**GIVEN EXERCISE A**
Write out the Redshift data sharing page's passage from "This is prerelease" to "AWS Service Terms.".

# GIVEN TEXT start

Sharing both read and write data within an AWS account or across accounts (preview) - Amazon Redshift

Sharing both read and write data within an AWS account or across accounts (preview)

This is prerelease documentation for the multi-data warehouse writes through data sharing feature for Amazon Redshift, which is available in public preview in the PREVIEW_2023 track. The documentation and the feature are both subject to change. We recommend that you use this feature only with test clusters, and not in production environments. For preview terms and conditions, see Beta Service Participation in AWS Service Terms.
Note

Multi-warehouse writes through data sharing is not currently available on ra3.xlplus clusters. To use this feature, create ra3.4xl clusters, ra3.16xl clusters, or Amazon Redshift Serverless workgroups with the preview track.

# GIVEN TEXT end
# INPUT DATA start

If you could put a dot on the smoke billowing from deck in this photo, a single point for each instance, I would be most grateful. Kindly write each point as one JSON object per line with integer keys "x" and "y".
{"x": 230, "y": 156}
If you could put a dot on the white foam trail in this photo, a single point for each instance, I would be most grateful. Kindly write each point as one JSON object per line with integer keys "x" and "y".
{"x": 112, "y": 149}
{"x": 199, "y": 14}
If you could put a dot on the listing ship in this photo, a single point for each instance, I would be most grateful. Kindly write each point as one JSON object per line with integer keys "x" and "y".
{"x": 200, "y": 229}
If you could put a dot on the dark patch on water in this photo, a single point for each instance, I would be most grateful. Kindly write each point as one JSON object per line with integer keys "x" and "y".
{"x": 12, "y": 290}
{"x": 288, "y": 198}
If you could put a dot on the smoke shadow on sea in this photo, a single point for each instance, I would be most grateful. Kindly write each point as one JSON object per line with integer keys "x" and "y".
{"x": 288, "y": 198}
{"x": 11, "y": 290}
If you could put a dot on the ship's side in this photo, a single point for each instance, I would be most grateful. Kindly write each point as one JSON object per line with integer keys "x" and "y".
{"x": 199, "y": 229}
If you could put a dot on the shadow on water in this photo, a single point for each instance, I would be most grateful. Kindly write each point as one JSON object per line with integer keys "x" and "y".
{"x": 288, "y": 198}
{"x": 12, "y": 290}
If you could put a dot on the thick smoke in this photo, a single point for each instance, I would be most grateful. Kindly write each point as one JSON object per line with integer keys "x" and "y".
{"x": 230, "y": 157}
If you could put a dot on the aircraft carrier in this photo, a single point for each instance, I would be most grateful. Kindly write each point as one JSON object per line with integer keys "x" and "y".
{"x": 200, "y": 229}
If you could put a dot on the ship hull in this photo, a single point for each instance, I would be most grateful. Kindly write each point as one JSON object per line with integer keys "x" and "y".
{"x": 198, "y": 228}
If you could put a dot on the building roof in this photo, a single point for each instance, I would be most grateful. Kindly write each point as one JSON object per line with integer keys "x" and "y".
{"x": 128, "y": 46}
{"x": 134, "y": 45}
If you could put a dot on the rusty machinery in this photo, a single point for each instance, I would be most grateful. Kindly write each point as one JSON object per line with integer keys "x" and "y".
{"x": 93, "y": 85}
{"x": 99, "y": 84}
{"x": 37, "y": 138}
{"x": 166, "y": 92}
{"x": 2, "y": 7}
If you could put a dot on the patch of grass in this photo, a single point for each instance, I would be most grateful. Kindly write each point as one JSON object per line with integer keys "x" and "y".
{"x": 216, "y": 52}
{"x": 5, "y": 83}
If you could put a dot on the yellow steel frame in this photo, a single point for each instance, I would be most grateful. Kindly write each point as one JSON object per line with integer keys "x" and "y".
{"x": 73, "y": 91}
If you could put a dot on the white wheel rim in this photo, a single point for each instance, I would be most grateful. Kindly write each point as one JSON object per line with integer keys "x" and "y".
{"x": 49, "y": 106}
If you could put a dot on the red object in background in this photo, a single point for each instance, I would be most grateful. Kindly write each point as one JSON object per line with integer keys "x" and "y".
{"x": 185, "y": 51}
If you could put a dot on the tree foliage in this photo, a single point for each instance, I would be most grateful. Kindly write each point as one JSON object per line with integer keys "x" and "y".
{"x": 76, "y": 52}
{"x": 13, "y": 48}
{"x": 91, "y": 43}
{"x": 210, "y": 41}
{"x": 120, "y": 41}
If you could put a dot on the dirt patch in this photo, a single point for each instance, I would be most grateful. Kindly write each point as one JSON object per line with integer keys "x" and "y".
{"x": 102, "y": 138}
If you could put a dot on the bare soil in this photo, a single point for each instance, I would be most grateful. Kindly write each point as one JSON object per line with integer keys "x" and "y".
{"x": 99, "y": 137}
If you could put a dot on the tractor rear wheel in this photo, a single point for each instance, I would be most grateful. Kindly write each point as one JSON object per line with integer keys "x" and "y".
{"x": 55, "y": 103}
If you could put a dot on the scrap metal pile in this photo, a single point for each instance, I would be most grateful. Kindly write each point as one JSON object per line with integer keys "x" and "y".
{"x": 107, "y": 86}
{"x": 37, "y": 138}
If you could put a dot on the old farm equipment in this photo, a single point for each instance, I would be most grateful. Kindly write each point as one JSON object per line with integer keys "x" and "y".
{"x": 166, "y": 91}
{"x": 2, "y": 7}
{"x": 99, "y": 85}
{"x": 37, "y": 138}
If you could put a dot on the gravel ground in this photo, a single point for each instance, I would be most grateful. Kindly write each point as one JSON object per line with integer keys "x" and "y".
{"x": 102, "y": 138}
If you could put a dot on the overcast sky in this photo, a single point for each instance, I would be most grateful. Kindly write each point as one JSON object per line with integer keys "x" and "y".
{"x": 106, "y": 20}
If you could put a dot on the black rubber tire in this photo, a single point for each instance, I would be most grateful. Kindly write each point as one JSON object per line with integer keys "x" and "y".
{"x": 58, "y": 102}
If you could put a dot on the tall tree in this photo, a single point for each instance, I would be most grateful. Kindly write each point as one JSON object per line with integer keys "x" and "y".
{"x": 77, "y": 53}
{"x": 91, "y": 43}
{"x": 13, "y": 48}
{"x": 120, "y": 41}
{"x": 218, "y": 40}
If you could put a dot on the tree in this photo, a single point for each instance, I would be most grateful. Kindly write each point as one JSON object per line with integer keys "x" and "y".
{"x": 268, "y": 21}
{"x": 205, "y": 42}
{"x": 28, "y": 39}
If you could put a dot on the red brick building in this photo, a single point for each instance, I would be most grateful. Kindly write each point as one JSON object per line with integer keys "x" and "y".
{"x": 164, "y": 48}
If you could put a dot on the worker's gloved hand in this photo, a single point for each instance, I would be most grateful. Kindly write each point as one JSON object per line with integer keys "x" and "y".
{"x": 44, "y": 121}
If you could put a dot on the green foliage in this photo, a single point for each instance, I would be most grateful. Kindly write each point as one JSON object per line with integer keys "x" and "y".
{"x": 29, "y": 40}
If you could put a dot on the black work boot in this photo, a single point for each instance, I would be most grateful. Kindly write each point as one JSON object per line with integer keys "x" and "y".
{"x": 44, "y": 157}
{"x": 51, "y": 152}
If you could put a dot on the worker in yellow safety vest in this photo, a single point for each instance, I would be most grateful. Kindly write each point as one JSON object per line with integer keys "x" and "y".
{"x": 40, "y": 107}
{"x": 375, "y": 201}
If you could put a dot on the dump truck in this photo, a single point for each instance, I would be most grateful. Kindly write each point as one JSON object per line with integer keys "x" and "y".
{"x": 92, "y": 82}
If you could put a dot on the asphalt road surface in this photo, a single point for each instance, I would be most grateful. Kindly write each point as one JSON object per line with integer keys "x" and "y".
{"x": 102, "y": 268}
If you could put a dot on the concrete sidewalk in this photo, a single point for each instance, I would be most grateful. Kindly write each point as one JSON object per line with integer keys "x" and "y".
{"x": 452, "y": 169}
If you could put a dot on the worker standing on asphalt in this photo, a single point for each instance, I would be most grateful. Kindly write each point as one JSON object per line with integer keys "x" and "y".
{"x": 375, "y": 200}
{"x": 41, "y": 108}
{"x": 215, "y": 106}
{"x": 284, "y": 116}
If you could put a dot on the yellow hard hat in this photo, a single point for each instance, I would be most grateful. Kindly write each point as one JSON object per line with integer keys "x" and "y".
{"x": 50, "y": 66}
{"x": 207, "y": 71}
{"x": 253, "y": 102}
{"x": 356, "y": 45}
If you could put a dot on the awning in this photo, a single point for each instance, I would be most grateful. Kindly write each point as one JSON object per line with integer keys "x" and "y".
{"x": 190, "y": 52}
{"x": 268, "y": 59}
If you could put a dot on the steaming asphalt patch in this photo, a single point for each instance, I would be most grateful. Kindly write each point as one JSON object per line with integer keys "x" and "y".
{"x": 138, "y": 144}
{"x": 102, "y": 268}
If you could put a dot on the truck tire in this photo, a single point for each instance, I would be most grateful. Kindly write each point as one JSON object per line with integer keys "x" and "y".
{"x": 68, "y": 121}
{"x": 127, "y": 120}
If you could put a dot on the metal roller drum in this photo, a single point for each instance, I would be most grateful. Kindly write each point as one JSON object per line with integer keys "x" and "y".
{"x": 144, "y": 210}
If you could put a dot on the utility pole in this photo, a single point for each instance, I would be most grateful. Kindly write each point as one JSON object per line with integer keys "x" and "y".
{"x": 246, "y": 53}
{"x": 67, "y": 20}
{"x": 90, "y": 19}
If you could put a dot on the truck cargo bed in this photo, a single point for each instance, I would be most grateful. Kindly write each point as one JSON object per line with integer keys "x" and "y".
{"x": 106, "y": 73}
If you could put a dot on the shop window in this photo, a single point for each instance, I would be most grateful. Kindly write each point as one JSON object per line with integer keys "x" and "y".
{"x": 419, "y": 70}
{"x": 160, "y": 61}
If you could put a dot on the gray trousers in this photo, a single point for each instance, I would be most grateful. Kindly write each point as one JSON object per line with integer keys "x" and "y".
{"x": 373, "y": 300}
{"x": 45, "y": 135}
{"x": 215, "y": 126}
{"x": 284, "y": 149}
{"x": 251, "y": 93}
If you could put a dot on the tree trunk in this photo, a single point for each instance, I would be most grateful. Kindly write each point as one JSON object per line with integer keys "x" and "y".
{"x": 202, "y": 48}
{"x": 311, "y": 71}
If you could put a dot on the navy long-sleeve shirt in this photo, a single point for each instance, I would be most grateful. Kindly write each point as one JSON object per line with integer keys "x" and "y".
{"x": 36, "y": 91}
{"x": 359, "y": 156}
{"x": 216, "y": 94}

# INPUT DATA end

**GIVEN EXERCISE B**
Count the lines in the listing above that contain the string "shadow", and reply with the number alone.

**WRITTEN ANSWER A**
This is prerelease documentation for the multi-data warehouse writes through data sharing feature for Amazon Redshift, which is available in public preview in the PREVIEW_2023 track. The documentation and the feature are both subject to change. We recommend that you use this feature only with test clusters, and not in production environments. For preview terms and conditions, see Beta Service Participation in AWS Service Terms.

**WRITTEN ANSWER B**
2